## EXCERPTED DATA:
##############################
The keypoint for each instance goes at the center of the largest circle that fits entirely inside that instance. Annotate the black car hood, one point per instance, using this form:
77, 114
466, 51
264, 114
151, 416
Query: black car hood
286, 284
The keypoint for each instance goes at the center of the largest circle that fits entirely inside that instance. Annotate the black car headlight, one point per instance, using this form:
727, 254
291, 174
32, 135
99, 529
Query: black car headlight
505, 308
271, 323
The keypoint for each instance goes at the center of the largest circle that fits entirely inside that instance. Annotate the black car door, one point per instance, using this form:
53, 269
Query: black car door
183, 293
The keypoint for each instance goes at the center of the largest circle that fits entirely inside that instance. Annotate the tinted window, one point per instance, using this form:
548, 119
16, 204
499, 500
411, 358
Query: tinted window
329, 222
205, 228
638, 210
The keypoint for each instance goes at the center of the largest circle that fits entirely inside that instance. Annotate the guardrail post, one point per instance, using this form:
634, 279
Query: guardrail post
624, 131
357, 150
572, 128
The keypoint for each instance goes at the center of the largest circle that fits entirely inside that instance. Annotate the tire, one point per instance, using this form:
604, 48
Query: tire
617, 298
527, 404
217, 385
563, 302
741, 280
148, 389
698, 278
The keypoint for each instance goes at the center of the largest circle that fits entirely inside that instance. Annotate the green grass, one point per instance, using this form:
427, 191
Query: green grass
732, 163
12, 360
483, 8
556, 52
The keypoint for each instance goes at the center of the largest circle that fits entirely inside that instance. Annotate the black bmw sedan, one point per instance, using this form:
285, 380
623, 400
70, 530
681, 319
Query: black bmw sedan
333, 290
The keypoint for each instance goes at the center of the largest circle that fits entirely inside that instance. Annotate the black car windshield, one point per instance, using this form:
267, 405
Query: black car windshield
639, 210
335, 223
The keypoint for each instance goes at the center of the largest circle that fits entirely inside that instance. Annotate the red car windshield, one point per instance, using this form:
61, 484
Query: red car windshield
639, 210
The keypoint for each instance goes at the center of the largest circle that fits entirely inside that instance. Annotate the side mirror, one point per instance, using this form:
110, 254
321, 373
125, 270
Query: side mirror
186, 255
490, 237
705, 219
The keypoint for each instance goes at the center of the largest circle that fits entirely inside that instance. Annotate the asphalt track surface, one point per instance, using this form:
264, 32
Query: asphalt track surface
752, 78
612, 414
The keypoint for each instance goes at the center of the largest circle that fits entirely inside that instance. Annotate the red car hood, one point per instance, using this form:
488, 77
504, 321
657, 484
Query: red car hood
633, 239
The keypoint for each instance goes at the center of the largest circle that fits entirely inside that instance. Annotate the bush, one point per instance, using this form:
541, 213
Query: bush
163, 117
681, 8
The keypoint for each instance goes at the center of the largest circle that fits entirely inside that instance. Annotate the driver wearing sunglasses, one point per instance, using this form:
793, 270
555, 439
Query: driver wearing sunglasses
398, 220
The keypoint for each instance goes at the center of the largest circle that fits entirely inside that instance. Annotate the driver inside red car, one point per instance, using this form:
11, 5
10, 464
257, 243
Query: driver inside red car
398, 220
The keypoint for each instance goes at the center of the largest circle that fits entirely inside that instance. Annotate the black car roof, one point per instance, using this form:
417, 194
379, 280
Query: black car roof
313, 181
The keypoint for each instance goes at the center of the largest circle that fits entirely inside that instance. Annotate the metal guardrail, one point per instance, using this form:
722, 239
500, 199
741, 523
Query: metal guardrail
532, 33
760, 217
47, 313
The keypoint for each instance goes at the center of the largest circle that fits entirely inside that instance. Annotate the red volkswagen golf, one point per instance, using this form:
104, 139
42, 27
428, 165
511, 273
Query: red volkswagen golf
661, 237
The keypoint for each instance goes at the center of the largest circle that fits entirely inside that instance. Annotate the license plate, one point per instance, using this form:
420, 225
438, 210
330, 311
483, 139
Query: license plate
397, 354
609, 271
##############################
## PROBLEM TO SOLVE:
Write out all the entries exactly.

## ANSWER AREA:
The keypoint for each instance goes at the center of the largest circle that fits entirely inside that instance. Annotate the black car hood, one point per instance, using this form:
77, 114
466, 51
264, 114
151, 416
Query: black car hood
286, 284
The keypoint for each instance goes at the center of the largest circle that fits entirely inside that instance. Annotate the black car headlight, one point per instance, using this form:
727, 254
291, 174
32, 135
99, 529
Query: black car headlight
505, 308
271, 323
The keypoint for each instance goes at the center of the largest circle that fits entirely inside that instance. Annotate the black car door, one point per instance, using this form:
53, 269
Query: black car door
183, 293
The keypoint for each instance goes at the center of the largest circle that fits entirely inside that instance. Annotate the tinted window, one point per instance, using this form:
548, 119
16, 204
499, 500
411, 358
Query: tinted window
329, 222
205, 228
638, 210
The keypoint for each instance goes at the center of the largest circle that fits entirely inside that instance. Annotate the guardrail post, one point per instance, using this form:
634, 279
Query: guardrail post
624, 131
357, 150
572, 128
The keypoint for each instance goes at the center of the largest circle that fits entirely inside that instance. Annotate the tire, one point per instance, using this form:
604, 48
Query: tire
617, 298
527, 404
217, 385
563, 302
741, 280
148, 389
698, 278
The keypoint for each instance goes at the center of the largest circle that fits entirely inside that instance. Annotate the green grass, one point per instance, using this form:
427, 191
Query: green grass
732, 163
12, 360
483, 8
556, 52
The keypoint for each instance goes at the center of the largest circle that fits entirely inside that instance. Annotate the black bmw sedan, one point per instance, using this form:
285, 380
623, 400
70, 530
681, 319
Query: black bmw sedan
333, 290
The keypoint for each instance goes at the center of the largest circle that fits entirely inside that instance. Annotate the black car windshield, one point per instance, using this form:
267, 405
Query: black car windshield
639, 210
335, 223
The keypoint for each instance goes at the center of the largest circle that fits entirely inside that instance. Annotate the red car windshield, one point per instance, using this form:
61, 484
Query: red car windshield
639, 210
The keypoint for each instance goes at the center of the largest circle that fits entirely inside that instance. Annotate the side mirror, one point per instance, using this form:
110, 254
321, 373
125, 270
Query: side mirror
186, 255
490, 237
705, 219
The keypoint for each instance goes at the center of the largest circle that fits entirely inside that instance. Annotate the asphalt track surface, one point per instance, using this form:
264, 32
Query: asphalt track surface
752, 78
612, 414
The keypoint for each instance goes at the center of the largest circle that fits entirely inside that instance. Annotate the red car hood, one point per instance, using this form:
488, 77
504, 321
657, 484
Query: red car hood
633, 239
The keypoint for each instance goes at the center of the largest circle that fits entirely inside that instance. Annotate the bush, one point per instance, using this form:
541, 213
Query: bush
163, 117
681, 8
The keypoint for each instance goes at the center of the largest circle that fits entirely inside that instance. Annotate the driver wearing sunglasses, one point per instance, using this form:
793, 270
555, 439
Query: driver wearing sunglasses
398, 220
The keypoint for each instance goes at the center of the largest circle that fits entirely inside that instance. Annotate the driver inside red car, one point per instance, using this form:
11, 5
10, 464
257, 243
Query: driver inside red car
398, 220
The keypoint for each instance goes at the center of the largest circle that fits entirely inside that instance. Annotate the black car roof, one point per instance, using this form:
417, 194
379, 280
Query: black car roof
313, 181
The keypoint for each instance goes at the center of the largest circle that fits entirely inside that instance. Annotate the metal guardrail, one point per instance, using this form:
722, 239
500, 199
741, 523
Query: metal guardrail
532, 33
760, 217
47, 313
The keypoint for each instance goes at the center of the largest circle that fits entirely inside that instance. Annotate the red volkswagen golf, one point per instance, using this form:
104, 139
42, 27
428, 165
511, 273
Query: red volkswagen golf
661, 237
The keypoint for each instance goes at the center of the largest circle that fits entirely inside that instance. Annotate the license plate, one point per instance, using this form:
420, 225
438, 210
330, 311
483, 139
Query: license plate
397, 354
609, 271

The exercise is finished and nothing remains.